- Goal 1
In the insurance surplus question, why does the writer add the closing note that defines S(t) and U(t)?
- Goal 2
Summarize the insurance surplus question in two sentences.

- Text block
>> begin
I am trying to solve the following problem:

'An insurance company has an initial surplus of 150 and premium loading factor of 15%. Assume that claims arrive according to a compound Poisson process $(S(t))_{t≥0}$ with parameter $λ = 10$ and claim size $X_i \sim \text{Exp}( \frac{1}{20} )$. The time unit is 1 week. Assume that 1 month is 4 weeks.'

(b) Let t = 2 months. Calculate the mean and variance of $S(t)$ and of $U(t)$.


$E[S(t)] = \lambda t m_1 = 1600$, $Var[S(t)] = \lambda t m_2 = 64,000$, $E[U(t)] = u + ct - E[S(t)] = -1448.8$, $Var[U(t)] = Var[S(t)] = 64,000$

(For reference in case of different notation usage, $S(t)$ represents the aggregate claim amount i.e. the claims paid, and $U(t)$ denotes the surplus process. $U(t) = u + ct - S(t)$ where $c$ is the rate of income of premiums per unit time, $t$ is time).
>> end
- Supplied information
>> begin
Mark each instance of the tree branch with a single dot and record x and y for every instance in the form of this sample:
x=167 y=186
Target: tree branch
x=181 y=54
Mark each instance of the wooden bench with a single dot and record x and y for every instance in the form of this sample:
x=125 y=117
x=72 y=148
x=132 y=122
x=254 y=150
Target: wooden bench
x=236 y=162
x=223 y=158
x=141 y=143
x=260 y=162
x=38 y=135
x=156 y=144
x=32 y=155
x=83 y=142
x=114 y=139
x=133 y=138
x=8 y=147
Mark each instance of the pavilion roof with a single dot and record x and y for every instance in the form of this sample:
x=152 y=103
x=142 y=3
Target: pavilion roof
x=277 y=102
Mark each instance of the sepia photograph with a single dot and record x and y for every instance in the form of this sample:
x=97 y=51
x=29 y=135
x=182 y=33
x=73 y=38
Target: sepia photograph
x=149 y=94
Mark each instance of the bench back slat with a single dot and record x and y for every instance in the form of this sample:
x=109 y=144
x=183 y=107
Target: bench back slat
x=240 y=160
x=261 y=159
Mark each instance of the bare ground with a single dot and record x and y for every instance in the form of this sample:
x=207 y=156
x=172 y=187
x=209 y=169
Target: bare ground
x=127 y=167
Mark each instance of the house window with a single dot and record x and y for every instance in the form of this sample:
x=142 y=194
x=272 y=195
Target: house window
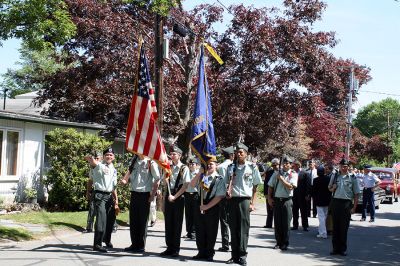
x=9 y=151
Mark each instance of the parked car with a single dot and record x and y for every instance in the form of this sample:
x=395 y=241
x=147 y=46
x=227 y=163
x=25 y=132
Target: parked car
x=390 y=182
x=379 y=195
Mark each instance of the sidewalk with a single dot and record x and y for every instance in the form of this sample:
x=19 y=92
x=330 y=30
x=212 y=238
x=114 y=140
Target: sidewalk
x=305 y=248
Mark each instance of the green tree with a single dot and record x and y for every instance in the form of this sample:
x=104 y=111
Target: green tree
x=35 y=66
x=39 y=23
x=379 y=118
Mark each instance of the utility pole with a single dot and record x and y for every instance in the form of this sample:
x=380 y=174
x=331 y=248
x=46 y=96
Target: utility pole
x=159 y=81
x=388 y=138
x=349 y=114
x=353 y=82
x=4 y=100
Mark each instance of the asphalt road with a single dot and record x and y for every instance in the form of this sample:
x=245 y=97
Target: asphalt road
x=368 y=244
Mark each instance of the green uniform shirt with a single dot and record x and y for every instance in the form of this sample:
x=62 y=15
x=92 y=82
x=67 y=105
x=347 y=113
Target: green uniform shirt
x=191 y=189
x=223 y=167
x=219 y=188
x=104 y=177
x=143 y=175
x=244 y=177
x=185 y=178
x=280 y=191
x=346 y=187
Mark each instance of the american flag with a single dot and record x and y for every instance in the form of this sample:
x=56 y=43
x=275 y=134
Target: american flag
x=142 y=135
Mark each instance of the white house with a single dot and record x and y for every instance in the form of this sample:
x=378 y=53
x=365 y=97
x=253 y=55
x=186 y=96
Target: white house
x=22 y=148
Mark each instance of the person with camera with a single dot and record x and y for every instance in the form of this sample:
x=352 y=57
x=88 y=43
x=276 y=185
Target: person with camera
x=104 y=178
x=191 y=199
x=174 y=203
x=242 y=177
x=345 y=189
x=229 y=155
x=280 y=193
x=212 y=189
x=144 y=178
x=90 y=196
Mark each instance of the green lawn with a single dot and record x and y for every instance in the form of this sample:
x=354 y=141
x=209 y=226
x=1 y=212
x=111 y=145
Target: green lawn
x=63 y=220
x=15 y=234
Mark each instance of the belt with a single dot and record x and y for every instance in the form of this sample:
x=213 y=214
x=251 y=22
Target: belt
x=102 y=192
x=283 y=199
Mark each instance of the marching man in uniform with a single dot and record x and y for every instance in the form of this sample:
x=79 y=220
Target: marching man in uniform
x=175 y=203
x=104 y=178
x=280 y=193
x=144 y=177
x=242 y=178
>> end
- Exercise solution 1
The note is there in case readers use different notation. It explains that S(t) is the aggregate claim amount (the claims paid) and U(t) is the surplus process, given by U(t) = u + ct − S(t).

- Exercise solution 2
The writer is working on a problem about an insurance company with an initial surplus of 150, a 15% premium loading factor, and claims that arrive as a compound Poisson process with λ = 10 and exponentially distributed claim sizes. Part (b) asks for the mean and variance of S(t) and U(t) at t = 2 months, and the writer gives attempted values and notes that U(t) = u + ct − S(t).